Objective
Please say whether each statement agrees with the Buck Owens entry below, answering yes or no and quoting the deciding words: (a) The Fender Telecaster was central to Owens' sound. (b) The Bakersfield Shuffle combined swing rhythms with a steel guitar. (c) The Bakersfield Sound grew out of Nashville's Country-Pop.

Sunday, 3 November 2013

Top 10 Most Influential Men in Country Music - Part One

10. Buck Owens

Buck Owens, with his band The Buckaroos, was responsible for the cultivation of what became known as the Bakersfield Sound in the 1960s, combining the traditional Honky-Tonk sound with elements of 50's R&B. At the heart of the Owens' sound lay the Fender Telecaster Guitar which was used to play twangy high notes like a steel guitar. One of the other main features of his music was its use of the 'Bakersfield Shuffle' which combined swing rhythms with a walking bass line, giving the music a real 'drive'. Owens' Bakersfield Sound was so influential in Country Music as it directly opposed the slick Country-Pop that was being produced in Nashville at the time and succeeded in its aim of keeping the true Country music tradition alive.

Data rows
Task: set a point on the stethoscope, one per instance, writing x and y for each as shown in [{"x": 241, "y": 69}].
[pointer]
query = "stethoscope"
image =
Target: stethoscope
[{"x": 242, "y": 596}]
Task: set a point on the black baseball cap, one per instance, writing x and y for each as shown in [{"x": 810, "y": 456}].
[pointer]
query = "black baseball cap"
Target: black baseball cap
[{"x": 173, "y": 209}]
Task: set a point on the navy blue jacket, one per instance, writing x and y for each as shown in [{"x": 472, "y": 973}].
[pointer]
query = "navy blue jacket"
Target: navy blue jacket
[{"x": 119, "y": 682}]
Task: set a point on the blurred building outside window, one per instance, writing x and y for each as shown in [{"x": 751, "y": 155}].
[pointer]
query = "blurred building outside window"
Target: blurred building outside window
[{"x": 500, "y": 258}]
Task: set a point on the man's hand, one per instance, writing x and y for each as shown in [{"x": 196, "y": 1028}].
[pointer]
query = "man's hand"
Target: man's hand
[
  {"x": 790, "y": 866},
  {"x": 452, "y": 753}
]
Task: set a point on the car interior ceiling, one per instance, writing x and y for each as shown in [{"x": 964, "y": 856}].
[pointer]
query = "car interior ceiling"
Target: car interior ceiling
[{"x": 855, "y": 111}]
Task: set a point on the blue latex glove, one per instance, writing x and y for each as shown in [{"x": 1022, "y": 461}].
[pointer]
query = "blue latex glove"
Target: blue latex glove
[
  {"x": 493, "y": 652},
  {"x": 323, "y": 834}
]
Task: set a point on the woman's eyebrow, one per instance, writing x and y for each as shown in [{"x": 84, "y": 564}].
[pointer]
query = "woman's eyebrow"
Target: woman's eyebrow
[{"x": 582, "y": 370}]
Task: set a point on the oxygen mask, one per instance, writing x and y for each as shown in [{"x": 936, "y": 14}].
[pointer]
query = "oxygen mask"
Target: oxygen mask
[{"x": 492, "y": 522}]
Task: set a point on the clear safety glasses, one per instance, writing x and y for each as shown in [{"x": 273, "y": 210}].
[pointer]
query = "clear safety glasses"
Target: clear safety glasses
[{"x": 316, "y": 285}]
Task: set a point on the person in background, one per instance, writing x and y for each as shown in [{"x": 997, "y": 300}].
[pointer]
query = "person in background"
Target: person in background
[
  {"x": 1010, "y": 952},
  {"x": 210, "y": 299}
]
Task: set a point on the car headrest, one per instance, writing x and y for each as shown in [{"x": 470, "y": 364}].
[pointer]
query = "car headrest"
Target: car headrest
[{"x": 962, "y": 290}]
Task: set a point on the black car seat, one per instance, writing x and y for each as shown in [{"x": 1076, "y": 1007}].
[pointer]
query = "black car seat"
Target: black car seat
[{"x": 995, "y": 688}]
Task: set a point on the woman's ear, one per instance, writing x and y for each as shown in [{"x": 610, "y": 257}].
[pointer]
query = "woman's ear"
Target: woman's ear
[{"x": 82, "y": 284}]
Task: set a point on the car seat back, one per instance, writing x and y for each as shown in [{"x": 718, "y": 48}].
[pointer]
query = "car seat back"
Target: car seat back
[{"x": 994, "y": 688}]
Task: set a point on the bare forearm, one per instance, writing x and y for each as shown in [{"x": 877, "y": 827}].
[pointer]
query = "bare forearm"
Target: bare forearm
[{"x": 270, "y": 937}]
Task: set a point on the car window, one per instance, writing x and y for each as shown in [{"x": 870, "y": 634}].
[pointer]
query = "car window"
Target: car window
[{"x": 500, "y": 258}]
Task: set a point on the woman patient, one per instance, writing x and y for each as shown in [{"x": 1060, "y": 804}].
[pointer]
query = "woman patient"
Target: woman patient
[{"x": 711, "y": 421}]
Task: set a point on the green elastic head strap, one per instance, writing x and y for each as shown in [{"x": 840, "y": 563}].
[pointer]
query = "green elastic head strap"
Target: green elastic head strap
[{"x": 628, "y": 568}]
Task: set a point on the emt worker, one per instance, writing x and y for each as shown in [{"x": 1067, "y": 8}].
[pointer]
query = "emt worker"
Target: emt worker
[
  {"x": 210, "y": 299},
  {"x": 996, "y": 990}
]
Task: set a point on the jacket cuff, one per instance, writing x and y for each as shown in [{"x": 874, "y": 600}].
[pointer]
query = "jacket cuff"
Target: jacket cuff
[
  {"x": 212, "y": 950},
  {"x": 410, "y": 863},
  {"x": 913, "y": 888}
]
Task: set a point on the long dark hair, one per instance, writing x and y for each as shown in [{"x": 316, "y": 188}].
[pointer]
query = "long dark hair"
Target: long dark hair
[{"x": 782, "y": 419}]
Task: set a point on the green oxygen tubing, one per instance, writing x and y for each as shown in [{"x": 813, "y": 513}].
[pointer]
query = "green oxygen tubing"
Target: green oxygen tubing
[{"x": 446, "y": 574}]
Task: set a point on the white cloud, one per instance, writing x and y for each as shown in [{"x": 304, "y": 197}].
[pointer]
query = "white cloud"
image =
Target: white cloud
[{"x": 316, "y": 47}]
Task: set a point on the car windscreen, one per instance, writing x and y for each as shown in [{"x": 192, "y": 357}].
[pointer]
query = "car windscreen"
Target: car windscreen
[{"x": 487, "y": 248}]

Right answer
(a) Yes: "At the heart of the Owens' sound lay the Fender Telecaster Guitar"
(b) No: "combined swing rhythms with a walking bass line"
(c) No: "directly opposed the slick Country-Pop that was being produced in Nashville at the time"